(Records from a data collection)
[Start of Attachment]
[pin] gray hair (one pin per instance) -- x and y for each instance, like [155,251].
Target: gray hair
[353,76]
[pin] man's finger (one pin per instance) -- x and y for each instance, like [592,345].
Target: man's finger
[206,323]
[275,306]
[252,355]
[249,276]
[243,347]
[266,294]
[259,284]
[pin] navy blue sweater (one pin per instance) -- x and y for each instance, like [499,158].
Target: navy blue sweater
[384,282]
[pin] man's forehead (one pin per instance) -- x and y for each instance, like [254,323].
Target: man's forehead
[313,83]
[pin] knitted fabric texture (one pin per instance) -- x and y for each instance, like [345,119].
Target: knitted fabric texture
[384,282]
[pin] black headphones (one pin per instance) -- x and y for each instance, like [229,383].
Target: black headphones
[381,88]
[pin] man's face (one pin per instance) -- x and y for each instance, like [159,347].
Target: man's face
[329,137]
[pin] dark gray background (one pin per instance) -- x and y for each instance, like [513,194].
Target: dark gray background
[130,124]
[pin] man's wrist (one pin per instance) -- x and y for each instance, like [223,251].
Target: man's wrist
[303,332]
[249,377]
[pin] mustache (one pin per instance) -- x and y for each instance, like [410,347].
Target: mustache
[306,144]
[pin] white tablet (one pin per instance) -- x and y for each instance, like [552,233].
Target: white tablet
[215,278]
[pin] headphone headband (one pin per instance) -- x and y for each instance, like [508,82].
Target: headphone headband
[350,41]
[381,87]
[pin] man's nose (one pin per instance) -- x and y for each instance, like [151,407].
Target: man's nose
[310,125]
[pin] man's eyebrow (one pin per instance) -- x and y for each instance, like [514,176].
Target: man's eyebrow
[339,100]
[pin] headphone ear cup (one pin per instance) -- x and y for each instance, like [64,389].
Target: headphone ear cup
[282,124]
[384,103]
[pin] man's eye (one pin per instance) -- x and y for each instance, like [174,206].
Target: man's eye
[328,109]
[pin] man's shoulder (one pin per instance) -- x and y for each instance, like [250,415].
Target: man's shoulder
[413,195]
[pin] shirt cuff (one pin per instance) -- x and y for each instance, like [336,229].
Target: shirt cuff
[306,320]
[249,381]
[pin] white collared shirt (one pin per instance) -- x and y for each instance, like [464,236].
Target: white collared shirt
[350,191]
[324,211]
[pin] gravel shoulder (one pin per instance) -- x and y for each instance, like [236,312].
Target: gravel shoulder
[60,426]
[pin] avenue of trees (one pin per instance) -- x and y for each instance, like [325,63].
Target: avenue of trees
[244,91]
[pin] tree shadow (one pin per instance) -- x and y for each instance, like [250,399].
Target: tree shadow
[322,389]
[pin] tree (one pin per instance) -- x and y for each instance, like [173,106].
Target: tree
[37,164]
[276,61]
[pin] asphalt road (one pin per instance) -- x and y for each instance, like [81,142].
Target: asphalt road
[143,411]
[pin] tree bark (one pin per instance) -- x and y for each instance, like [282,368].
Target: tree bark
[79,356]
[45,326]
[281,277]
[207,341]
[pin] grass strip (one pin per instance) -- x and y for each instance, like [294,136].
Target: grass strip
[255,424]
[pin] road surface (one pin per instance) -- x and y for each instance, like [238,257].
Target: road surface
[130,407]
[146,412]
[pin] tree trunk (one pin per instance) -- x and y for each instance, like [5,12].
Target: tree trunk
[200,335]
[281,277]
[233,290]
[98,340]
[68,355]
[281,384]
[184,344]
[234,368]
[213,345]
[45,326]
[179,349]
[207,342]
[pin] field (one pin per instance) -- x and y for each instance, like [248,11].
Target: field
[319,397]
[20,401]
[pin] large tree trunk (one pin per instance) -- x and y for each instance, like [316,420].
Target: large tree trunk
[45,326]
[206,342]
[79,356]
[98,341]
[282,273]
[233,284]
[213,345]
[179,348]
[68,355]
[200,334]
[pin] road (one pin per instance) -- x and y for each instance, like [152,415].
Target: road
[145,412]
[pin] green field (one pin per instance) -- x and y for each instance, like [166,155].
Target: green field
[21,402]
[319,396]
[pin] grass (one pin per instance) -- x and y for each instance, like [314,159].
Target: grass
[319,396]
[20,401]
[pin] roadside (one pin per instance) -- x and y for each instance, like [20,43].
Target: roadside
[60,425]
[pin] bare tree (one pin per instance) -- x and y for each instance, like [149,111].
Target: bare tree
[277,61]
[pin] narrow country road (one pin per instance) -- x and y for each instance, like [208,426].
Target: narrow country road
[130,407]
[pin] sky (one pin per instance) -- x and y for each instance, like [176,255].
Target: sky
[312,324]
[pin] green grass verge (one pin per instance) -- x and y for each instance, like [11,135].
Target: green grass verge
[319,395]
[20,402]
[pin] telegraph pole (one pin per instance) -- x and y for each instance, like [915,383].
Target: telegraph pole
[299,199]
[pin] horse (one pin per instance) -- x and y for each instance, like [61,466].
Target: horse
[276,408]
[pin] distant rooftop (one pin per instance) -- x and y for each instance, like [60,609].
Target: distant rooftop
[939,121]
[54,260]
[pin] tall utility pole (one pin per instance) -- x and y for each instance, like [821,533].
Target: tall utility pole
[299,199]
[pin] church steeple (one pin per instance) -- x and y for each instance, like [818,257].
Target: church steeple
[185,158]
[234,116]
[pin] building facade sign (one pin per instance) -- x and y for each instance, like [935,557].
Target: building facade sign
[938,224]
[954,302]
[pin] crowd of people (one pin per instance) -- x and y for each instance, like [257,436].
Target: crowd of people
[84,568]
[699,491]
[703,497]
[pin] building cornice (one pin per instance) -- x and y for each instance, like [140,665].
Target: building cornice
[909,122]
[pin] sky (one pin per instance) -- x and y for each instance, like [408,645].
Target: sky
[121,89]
[End of Attachment]
- _What the exercise asks_
Return each line of the records above exactly as it reads.

- _Solved problem_
[pin] gray hair (one pin per instance) -- x and y for each instance, like [155,251].
Target: gray hair
[353,76]
[pin] man's finger (one pin per instance) -- x and y for each instance, like [592,345].
Target: man's finger
[206,323]
[275,306]
[252,355]
[249,276]
[243,347]
[266,294]
[259,284]
[pin] navy blue sweater (one pin per instance) -- x and y for each instance, like [499,158].
Target: navy blue sweater
[384,282]
[pin] man's forehead (one pin per instance) -- x and y for each instance, like [254,323].
Target: man's forehead
[313,83]
[pin] knitted fabric texture (one pin per instance) -- x and y for each instance, like [345,119].
Target: knitted fabric texture
[384,282]
[pin] black headphones (one pin per instance) -- x and y for each instance, like [229,383].
Target: black headphones
[381,88]
[pin] man's face (one pin per instance) -- x and y for each instance, like [159,347].
Target: man's face
[329,137]
[pin] dark gray background (one pin per instance) -- x and y for each instance, like [513,194].
Target: dark gray background
[130,124]
[pin] man's wrist (one pin per instance) -- x and y for each instance, like [223,251].
Target: man's wrist
[303,332]
[249,377]
[pin] mustache (one pin per instance) -- x and y for each instance, like [410,347].
Target: mustache
[306,144]
[pin] white tablet (one pin per instance) -- x and y for each instance, like [552,233].
Target: white tablet
[215,278]
[pin] headphone headband (one pin per instance) -- x and y for each instance, like [508,82].
Target: headphone headband
[350,41]
[381,87]
[pin] man's nose (one pin per instance) -- x and y for each instance, like [151,407].
Target: man's nose
[310,125]
[pin] man's eyebrow (one pin per instance) -- x and y for each instance, like [514,176].
Target: man's eyebrow
[339,100]
[pin] headphone ear cup (one pin per instance) -- x and y for each instance, like [64,389].
Target: headphone ear cup
[282,124]
[384,103]
[pin] man's eye (one pin per instance) -- x and y for each instance, like [174,206].
Target: man's eye
[328,109]
[pin] man's shoulder (one pin per instance) -- x and y for each instance, like [250,415].
Target: man's shoulder
[413,195]
[pin] shirt cuff (one pin per instance) -- x and y for each instance, like [336,229].
Target: shirt cuff
[306,320]
[249,381]
[pin] white collared shirt (one pin per instance) -- x and y for each instance, like [464,236].
Target: white collared shirt
[350,191]
[324,211]
[pin] gravel shoulder (one pin per instance) -- x and y for each instance, like [236,312].
Target: gravel shoulder
[60,426]
[pin] avenue of trees (one pin per instance) -- x and y for each instance, like [325,63].
Target: avenue of trees
[244,91]
[pin] tree shadow (one pin per instance) -- x and y for each instance, like [250,399].
Target: tree shadow
[322,389]
[pin] tree (one pin per instance) -- x and y for each instance, like [173,106].
Target: tree
[37,164]
[276,61]
[pin] asphalt road (one pin per instance) -- x and y for each instance, like [81,142].
Target: asphalt road
[143,411]
[pin] tree bark (one pin per instance) -- x and y for each instance, like [282,368].
Target: tree bark
[79,356]
[45,326]
[281,277]
[207,341]
[pin] grass strip (one pin per instance) -- x and y for each instance, like [294,136].
Target: grass strip
[255,424]
[pin] road surface (one pin per instance) -- x and y for each instance, like [238,257].
Target: road surface
[130,407]
[146,412]
[pin] tree trunk (one pin per instance) -- x and y for each instance, like [5,12].
Target: tree trunk
[200,335]
[281,277]
[233,290]
[98,340]
[68,355]
[281,384]
[184,344]
[234,368]
[213,345]
[45,326]
[179,349]
[207,342]
[pin] field (one pin per instance) -- x and y for each instance, like [248,11].
Target: field
[319,397]
[20,401]
[pin] large tree trunk (one pin per instance) -- x and y for each instance, like [316,420].
Target: large tree trunk
[45,326]
[206,342]
[79,356]
[98,341]
[282,273]
[233,284]
[213,345]
[179,348]
[68,355]
[200,334]
[pin] road (one pin per instance) -- x and y for each instance, like [152,415].
Target: road
[145,412]
[pin] green field (one pin per instance) -- x and y for each instance, like [166,155].
Target: green field
[21,402]
[319,396]
[pin] grass (one pin per instance) -- x and y for each instance, like [314,159].
Target: grass
[319,396]
[20,401]
[pin] roadside (one pin per instance) -- x and y for each instance, like [20,43].
Target: roadside
[60,425]
[pin] bare tree (one pin per instance) -- x and y for each instance, like [149,111].
Target: bare tree
[277,61]
[pin] narrow country road (one pin per instance) -- x and y for each instance, like [208,426].
Target: narrow country road
[130,407]
[pin] sky (one pin per instance) -- x and y for each instance, like [176,255].
Target: sky
[312,324]
[pin] green grass verge (one pin per instance) -- x and y for each instance, like [11,135].
Target: green grass verge
[319,395]
[20,402]
[pin] telegraph pole (one pin per instance) -- x and y for each instance, like [915,383].
Target: telegraph pole
[299,199]
[pin] horse (one pin per instance) -- x and y for each instance, like [61,466].
Target: horse
[276,408]
[pin] distant rooftop (one pin per instance) -- x and y for each instance, like [60,609].
Target: distant rooftop
[939,121]
[54,260]
[pin] tall utility pole (one pin per instance) -- x and y for each instance, like [821,533].
Target: tall utility pole
[299,199]
[pin] church steeple (one pin per instance) -- x and y for each instance, like [818,257].
Target: church steeple
[185,158]
[234,116]
[pin] building facade sign (one pin per instance) -- x and y for each instance, like [935,557].
Target: building facade sign
[938,224]
[954,302]
[pin] crowd of people (one pin per instance) -- x and y for each instance, like [257,436].
Target: crowd of people
[84,568]
[699,491]
[703,497]
[pin] building cornice (one pin per instance) -- x and y for each instance, like [140,665].
Target: building cornice
[909,122]
[pin] sky (one pin per instance) -- x and y for each instance, like [408,645].
Target: sky
[121,89]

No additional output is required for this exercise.